# Entries provided start

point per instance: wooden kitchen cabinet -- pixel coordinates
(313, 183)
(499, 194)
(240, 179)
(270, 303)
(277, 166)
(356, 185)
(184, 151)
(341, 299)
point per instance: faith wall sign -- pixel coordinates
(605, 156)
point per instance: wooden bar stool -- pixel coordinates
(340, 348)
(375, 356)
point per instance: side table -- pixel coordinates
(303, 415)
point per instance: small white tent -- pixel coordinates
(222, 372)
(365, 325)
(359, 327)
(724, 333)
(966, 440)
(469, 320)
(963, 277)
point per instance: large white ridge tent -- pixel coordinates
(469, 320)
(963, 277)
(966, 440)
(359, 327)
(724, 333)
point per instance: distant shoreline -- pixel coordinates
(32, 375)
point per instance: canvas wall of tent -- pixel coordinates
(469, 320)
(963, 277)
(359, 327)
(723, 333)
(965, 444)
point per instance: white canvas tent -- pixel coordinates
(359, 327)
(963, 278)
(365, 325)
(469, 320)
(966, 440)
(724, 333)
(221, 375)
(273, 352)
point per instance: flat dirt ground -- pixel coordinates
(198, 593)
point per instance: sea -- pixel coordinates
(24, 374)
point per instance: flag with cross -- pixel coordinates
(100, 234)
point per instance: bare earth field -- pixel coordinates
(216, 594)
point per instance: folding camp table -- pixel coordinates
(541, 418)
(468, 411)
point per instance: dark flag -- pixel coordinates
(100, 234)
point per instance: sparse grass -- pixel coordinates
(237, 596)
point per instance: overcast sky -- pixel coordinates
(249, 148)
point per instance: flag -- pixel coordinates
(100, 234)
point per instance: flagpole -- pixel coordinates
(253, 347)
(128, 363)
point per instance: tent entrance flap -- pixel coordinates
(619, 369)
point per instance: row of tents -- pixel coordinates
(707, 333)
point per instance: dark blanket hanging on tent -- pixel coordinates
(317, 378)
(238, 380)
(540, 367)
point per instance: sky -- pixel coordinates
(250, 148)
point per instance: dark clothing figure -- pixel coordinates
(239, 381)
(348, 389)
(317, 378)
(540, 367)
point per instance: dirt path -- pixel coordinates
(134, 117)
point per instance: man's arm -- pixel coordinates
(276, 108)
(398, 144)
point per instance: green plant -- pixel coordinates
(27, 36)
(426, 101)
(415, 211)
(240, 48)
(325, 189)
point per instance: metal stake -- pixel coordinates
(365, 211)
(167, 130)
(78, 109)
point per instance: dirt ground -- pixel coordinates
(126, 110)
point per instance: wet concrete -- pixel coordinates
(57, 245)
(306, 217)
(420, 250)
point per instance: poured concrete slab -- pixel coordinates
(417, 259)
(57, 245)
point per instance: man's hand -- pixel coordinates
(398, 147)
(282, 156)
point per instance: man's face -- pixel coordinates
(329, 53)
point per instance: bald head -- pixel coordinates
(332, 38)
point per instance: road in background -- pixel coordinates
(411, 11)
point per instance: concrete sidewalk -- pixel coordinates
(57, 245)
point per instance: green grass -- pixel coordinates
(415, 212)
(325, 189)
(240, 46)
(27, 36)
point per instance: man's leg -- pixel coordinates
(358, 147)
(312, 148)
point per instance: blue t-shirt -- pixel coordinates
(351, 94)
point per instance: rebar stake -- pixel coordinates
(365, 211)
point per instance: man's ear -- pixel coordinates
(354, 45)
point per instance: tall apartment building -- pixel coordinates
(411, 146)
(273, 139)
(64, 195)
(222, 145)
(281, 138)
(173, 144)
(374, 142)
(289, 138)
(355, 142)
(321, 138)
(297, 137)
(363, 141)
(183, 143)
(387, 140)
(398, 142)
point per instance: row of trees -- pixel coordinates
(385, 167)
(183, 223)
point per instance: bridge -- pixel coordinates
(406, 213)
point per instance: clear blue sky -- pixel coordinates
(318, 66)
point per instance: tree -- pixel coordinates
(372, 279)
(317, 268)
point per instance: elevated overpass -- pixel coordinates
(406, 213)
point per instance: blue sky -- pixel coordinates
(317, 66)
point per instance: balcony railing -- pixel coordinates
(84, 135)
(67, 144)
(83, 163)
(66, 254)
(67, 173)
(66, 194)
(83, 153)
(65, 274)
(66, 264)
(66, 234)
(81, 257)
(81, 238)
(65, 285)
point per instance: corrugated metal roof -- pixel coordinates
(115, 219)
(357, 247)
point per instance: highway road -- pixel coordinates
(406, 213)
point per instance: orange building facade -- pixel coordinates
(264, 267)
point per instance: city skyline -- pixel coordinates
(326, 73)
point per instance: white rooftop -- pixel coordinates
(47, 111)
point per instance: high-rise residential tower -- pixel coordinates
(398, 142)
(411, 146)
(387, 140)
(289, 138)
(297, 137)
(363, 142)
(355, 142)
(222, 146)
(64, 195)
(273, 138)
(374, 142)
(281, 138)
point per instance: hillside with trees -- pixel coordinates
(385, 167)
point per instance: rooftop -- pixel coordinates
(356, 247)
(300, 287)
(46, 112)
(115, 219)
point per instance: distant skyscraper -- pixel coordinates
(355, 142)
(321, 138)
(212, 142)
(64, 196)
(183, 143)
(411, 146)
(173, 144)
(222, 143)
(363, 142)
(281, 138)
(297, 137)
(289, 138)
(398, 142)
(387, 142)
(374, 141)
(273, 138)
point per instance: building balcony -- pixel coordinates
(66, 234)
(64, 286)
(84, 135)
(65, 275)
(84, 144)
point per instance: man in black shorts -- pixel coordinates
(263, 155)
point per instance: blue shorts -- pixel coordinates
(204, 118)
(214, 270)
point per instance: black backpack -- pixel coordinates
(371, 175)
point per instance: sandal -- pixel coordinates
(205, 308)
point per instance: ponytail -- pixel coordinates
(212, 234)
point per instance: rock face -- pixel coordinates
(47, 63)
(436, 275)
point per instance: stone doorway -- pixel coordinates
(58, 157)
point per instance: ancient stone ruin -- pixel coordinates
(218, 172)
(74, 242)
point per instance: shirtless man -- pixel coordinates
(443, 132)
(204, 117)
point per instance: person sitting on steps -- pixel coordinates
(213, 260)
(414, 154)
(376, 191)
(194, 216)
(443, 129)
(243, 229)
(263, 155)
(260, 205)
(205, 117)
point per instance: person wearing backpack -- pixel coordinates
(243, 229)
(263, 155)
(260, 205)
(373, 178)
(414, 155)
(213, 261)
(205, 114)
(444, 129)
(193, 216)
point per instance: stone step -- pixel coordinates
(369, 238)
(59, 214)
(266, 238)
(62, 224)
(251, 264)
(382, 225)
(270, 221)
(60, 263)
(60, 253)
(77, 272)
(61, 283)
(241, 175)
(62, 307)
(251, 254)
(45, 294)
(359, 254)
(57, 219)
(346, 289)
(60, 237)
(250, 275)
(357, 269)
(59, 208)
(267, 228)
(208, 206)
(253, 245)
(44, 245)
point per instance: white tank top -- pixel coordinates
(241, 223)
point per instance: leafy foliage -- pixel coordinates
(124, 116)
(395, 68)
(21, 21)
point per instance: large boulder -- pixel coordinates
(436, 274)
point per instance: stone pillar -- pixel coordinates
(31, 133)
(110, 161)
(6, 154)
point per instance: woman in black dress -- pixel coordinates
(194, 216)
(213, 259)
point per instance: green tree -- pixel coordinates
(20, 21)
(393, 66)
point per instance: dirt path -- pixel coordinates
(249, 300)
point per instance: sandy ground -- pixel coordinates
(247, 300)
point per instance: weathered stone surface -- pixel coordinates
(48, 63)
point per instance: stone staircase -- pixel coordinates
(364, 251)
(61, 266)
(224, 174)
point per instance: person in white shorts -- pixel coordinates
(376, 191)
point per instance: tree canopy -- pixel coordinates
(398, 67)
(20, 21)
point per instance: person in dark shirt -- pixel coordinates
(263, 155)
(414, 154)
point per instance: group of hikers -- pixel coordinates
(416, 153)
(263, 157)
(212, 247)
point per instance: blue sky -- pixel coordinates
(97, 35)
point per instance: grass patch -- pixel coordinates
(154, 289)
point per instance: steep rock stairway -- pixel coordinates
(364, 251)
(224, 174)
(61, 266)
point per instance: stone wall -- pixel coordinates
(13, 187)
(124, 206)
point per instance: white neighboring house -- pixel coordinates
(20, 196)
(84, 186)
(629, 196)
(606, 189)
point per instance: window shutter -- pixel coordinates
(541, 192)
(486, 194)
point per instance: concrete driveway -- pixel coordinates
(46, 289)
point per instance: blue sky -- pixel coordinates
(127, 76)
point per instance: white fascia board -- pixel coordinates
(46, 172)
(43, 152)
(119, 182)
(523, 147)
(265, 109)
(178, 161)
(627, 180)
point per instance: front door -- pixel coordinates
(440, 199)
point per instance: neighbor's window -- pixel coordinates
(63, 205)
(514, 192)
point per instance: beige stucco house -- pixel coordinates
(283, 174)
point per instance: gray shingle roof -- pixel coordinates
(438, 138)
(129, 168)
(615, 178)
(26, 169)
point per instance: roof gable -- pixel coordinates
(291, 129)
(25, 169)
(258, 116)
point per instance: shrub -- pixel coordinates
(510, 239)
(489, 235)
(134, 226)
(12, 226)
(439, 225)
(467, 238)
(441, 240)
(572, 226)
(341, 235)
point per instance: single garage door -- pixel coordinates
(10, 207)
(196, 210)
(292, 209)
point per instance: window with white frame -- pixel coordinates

# Entries provided end

§ What to work on: Write out the stretch from the line containing "point per instance: front" through the end of the items again, changing "shrub" to "bush" and leaving everything else as it is.

§ Output of the exercise:
point per instance: front door -- pixel coordinates
(440, 199)
point per instance: neighbor's window -- pixel coordinates
(63, 205)
(514, 192)
point per instance: beige stucco house -- pixel coordinates
(283, 174)
point per instance: gray shingle roof -- pixel coordinates
(438, 138)
(129, 168)
(615, 178)
(26, 169)
point per instance: roof gable -- pixel coordinates
(291, 129)
(25, 169)
(258, 116)
point per instance: bush -- pixel coordinates
(510, 239)
(489, 235)
(134, 226)
(12, 226)
(439, 225)
(467, 238)
(441, 240)
(572, 226)
(341, 235)
point per instance: single garage door -- pixel coordinates
(10, 207)
(196, 210)
(292, 209)
point per instance: window with white frame -- pixel coordinates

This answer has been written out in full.